Exercise set
1. Repeat the passage of the "Gorgeous" article word for word, starting at "Doja Cat singles" and ending at "mother Deborah Sawyer.".
2. Go on with the article on the Doja Cat song "Gorgeous," writing on from its final sentence.

Document passage
§
Single by Doja Cat

from the album Vie
- Released: October 10, 2025
- Genre: Funk-pop; R&B;
- Length: 4:26
- Label: Kemosabe; RCA;
- Songwriters: Amala Dlamini; Jack Antonoff; Mark Spears; Kurtis McKenzie; Lee Stashenko; Stavros Tsarouhas;
- Producers: Jack Antonoff; Sounwave; George Daniel; Kurtis McKenzie; Fallen; Stavros Tsarouhas;

Doja Cat singles chronology
| "Jealous Type" (2025) | "Gorgeous" (2025) | "Go Girl" (2026) |

Music video
- "Gorgeous" on YouTube

= Gorgeous (Doja Cat song) =

2025 single by Doja Cat

"Gorgeous" is a song by American singer Doja Cat from her fifth album Vie. Originally released as a track from the album by Kemosabe and RCA Records, it was sent to Italian radio airplay through Sony Italy on October 10, 2025, as the album's second single.

==Composition==
"Gorgeous" features production that draws from 1980s aesthetics. The voice note at the beginning of the song was recorded by Doja's mother Deborah Sawyer.
§
Given information
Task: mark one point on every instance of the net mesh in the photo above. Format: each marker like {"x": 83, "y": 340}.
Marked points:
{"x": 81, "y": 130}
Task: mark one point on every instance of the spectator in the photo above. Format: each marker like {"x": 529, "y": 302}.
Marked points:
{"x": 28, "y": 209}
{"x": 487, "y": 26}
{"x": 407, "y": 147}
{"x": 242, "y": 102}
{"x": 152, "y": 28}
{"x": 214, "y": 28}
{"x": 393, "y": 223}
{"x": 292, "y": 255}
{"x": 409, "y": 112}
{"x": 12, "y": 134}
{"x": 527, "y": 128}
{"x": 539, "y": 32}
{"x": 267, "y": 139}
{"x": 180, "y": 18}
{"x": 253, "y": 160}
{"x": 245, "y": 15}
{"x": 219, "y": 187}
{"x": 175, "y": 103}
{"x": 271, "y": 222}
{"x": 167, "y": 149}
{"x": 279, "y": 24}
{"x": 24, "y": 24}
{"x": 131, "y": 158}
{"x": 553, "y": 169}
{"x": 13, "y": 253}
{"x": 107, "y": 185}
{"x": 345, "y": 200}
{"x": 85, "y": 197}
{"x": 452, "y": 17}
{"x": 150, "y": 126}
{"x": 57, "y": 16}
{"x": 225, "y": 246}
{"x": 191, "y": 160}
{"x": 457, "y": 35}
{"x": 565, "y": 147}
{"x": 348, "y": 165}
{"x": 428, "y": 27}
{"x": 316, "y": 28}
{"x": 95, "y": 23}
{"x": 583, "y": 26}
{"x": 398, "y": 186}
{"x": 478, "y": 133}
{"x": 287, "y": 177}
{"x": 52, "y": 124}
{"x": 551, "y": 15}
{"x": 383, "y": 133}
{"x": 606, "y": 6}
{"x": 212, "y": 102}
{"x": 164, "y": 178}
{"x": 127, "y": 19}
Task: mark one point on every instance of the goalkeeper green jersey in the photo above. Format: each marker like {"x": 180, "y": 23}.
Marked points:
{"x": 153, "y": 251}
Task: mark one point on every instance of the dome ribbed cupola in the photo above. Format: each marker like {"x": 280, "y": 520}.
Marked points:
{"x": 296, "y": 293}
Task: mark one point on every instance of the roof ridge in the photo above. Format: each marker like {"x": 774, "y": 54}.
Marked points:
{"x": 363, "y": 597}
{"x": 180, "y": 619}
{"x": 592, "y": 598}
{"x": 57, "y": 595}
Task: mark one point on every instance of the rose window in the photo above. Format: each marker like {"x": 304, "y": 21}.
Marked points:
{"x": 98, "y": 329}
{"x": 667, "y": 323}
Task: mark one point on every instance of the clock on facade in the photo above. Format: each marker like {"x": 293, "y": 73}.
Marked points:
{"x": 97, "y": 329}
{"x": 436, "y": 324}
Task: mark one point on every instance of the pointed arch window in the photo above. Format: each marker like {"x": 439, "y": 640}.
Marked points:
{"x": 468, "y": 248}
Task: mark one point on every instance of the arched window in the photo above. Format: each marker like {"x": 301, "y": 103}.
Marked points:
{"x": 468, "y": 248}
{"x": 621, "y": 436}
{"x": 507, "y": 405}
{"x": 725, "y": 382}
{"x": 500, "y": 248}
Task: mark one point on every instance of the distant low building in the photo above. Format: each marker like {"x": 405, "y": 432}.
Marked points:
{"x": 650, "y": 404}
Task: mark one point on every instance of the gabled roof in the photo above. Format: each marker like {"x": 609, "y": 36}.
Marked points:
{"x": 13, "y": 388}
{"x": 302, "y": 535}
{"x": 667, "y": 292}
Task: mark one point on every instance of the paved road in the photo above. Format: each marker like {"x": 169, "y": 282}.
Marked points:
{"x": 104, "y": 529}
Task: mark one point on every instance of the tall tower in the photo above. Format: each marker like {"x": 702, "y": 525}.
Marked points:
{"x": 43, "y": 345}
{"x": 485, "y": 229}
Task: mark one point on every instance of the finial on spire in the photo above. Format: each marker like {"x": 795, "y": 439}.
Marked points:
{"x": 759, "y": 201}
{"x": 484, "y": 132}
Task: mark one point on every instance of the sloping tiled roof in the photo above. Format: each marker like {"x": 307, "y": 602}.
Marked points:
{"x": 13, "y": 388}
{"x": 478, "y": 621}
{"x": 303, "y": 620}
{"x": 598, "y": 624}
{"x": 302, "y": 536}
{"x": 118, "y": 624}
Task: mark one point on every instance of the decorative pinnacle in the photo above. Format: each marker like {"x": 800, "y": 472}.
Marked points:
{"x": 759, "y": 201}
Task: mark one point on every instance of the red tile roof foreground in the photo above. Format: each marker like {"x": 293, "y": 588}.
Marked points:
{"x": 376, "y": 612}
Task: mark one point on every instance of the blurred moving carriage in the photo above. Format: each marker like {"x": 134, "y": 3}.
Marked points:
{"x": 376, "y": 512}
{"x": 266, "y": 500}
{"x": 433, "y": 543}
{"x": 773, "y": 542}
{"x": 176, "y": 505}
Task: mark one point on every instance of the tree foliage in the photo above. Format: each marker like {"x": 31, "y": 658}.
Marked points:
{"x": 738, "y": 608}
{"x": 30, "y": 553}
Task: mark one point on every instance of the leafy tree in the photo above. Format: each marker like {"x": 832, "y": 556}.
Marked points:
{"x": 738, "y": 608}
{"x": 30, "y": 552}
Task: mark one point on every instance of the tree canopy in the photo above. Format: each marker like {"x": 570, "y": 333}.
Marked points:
§
Expected results
1.
Doja Cat singles chronology
| "Jealous Type" (2025) | "Gorgeous" (2025) | "Go Girl" (2026) |

Music video
- "Gorgeous" on YouTube

= Gorgeous (Doja Cat song) =

2025 single by Doja Cat

"Gorgeous" is a song by American singer Doja Cat from her fifth album Vie. Originally released as a track from the album by Kemosabe and RCA Records, it was sent to Italian radio airplay through Sony Italy on October 10, 2025, as the album's second single.

==Composition==
"Gorgeous" features production that draws from 1980s aesthetics. The voice note at the beginning of the song was recorded by Doja's mother Deborah Sawyer.

2.
==Critical reception==
"Gorgeous" received generally positive reviews from critics, who have praised its empowering message, production, and visual presentation. Billboard ranked "Gorgeous" as the third-best song on the album, stating that its moody, kaleidoscopic beat and Doja's confident performance made it a joyful standout that radiates charisma from start to finish.
Kyann-Sian Williams of NME praised the track, describing it as "groove, sensuality and clever playfulness reach[ing] full force," and noting that it exudes "debonair confidence." The review suggests that "Gorgeous" demonstrates Doja's vocal dexterity and ability to blend genres seamlessly.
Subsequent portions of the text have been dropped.